Pointing dataset excerpts
>> start
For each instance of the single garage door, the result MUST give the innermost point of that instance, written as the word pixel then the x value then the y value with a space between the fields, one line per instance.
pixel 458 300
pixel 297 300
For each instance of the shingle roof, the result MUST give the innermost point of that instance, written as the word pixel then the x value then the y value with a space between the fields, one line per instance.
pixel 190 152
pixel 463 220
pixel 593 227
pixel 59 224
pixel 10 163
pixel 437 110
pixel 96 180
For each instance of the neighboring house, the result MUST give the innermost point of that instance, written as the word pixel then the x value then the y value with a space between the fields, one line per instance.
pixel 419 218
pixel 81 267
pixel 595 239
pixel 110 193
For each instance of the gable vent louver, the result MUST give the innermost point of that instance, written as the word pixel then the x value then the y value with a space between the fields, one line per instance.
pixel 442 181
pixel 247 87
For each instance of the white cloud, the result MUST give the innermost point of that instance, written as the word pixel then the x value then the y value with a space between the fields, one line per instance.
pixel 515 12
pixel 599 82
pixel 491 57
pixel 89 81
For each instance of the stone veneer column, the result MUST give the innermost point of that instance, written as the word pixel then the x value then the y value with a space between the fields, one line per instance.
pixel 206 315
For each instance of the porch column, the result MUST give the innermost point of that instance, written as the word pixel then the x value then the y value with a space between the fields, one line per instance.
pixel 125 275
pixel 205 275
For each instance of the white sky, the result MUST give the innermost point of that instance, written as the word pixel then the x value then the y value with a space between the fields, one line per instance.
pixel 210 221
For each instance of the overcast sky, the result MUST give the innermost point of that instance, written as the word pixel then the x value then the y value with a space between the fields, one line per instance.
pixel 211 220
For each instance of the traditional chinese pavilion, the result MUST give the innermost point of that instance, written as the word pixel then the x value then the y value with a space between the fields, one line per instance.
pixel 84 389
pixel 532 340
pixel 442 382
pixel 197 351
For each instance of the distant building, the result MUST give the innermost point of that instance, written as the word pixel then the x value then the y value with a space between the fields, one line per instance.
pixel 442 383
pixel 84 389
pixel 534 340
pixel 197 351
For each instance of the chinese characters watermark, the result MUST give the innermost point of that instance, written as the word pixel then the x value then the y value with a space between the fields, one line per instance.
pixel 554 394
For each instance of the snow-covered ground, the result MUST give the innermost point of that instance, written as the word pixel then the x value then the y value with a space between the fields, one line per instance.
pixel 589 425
>> end
■ **WHAT TO DO**
Could you copy all of the records above line for line, changing nothing?

■ **SOLVED EXERCISE**
For each instance of the single garage door, the result MUST give the innermost point of that instance, written as the word pixel then the x value then the y value with a space between the fields, one line per instance.
pixel 458 300
pixel 297 300
For each instance of the shingle roof, the result MUST give the innermost point of that instance, written as the word pixel then the x value then the y value with a space between the fields, one line per instance.
pixel 190 152
pixel 463 220
pixel 593 227
pixel 59 224
pixel 10 163
pixel 437 110
pixel 96 180
For each instance of the neighboring house, the result MUST give the innermost point of that instance, written as the word pixel then the x value then the y value with a space between the fields, one line per instance.
pixel 419 218
pixel 81 267
pixel 595 239
pixel 110 193
For each instance of the gable vent louver, the result MUST give the innermost point of that instance, written as the word pixel then the x value then the y value with a space between the fields, one line per instance.
pixel 442 181
pixel 247 87
For each instance of the white cloud, the result MUST give the innermost point of that instance, written as the word pixel then the x value then the y value with a space between the fields, one line per instance.
pixel 515 12
pixel 599 82
pixel 491 57
pixel 89 81
For each instance of the stone veneer column, the result MUST give the innermost point of that instance, written as the word pixel then the x value then the y value with a space between the fields, one line per instance.
pixel 206 315
For each instance of the porch column, the result MUST give the innermost point of that instance, written as the word pixel then the x value then the y value with a space between the fields, one line per instance.
pixel 125 275
pixel 205 275
For each instance of the white sky, the result MUST give the innermost point of that instance, written as the word pixel then the x value then the y value with a space between the fields, one line per instance.
pixel 210 221
For each instance of the overcast sky, the result MUST give the innermost point of that instance, written as the word pixel then the x value then the y value with a space between the fields, one line per instance.
pixel 211 220
For each instance of the traditional chinese pavilion, the result MUST give the innermost point of that instance, written as the word pixel then the x value then the y value with a space between the fields, one line per instance.
pixel 84 389
pixel 532 340
pixel 442 382
pixel 197 351
For each instance of the distant building, the result MUST give the innermost point of that instance, written as the word pixel then the x value then the y value with a space between the fields, one line per instance.
pixel 442 383
pixel 84 389
pixel 534 340
pixel 197 351
For each instance of the chinese characters watermark, the result MUST give the innermost point of that instance, written as the word pixel then the x value then the y value with a space between the fields, one line per instance.
pixel 554 394
For each instance of the snow-covered ground, the result MUST give the innermost point of that instance, written as the word pixel then the x value then the y value with a space between the fields, one line per instance.
pixel 589 425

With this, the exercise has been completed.